→ **EXCERPT PROVIDED**:

1.6.2 Rights of an auditor


The auditor has the following rights under the Companies Act 1984 (Section 194) in order to carry out the above duties.


  • Right of access at all times to the books, accounts, vouchers or documents of the company.


  • Right to require from directors, employees of the company any information which the auditor thinks necessary.


  • Right to receive notices and attend meetings and to report on any matters concerning him as auditor.


  • Right to make a report on his findings including failure of the directors to provide him with information and explanation which he deems necessary.


  • Right to be heard when making a presentation during a meeting.


  • Right to reasonable remuneration.


  • Right of lien. A lien is right to hold or keep somebody’s property until that somebody settles a debt.


  • Right to receive correct information


  • False statements to auditors (Section 335)


An officer of a company commits an offence if he/she knowingly or recklessly makes to the company auditors a statement which the auditors require and is misleading, false or deceptive.  The person guilty of this offence is liable to imprisonment or a fine or both.


  • Law of contract and the auditor


Contract law is the law which regulates legally binding agreements.


The law of contract affects the auditor as follows.


  • The auditor and the client agree on express terms of the contract set out in the engagement letter.
  • The law may also impose implied terms into contractual agreements.


Implied terms


Implied terms are terms deemed to form part of a contract even though not expressly mentioned by the parties to the contract.

→ **WRITTEN TASK**: Reproduce the stretch of the auditor-rights passage from "The law of contract" through "the engagement letter.", changing "engagement letter" to "letter of engagement". The listing below the passage isn't needed for anything here.

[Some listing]
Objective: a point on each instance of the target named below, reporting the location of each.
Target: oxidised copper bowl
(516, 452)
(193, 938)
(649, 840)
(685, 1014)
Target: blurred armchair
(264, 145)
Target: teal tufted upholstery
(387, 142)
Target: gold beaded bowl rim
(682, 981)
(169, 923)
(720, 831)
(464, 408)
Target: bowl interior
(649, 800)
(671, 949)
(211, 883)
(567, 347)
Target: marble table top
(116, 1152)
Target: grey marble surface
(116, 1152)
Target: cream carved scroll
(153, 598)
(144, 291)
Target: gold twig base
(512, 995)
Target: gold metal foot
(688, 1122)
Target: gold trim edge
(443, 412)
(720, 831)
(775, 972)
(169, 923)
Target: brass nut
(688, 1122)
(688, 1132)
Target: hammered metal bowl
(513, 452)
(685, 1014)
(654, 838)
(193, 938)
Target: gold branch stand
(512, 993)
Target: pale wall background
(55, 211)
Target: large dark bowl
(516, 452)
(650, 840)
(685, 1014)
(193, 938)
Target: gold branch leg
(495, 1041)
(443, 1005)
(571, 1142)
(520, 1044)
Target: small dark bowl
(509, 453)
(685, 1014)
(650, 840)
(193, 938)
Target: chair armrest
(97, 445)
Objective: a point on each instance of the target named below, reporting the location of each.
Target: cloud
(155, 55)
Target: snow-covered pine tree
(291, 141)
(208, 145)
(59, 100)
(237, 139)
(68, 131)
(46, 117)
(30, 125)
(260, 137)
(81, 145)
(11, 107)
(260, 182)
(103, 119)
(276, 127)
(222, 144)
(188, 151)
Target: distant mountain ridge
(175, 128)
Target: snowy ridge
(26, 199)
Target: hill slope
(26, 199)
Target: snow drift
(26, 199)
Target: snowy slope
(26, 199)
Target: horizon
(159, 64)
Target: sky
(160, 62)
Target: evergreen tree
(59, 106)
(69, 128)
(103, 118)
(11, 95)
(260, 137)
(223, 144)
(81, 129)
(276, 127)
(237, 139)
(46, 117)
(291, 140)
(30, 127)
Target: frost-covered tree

→ **RESULT OF THIS EXERCISE**:
The law of contract affects the auditor as follows.


  • The auditor and the client agree on express terms of the contract set out in the letter of engagement.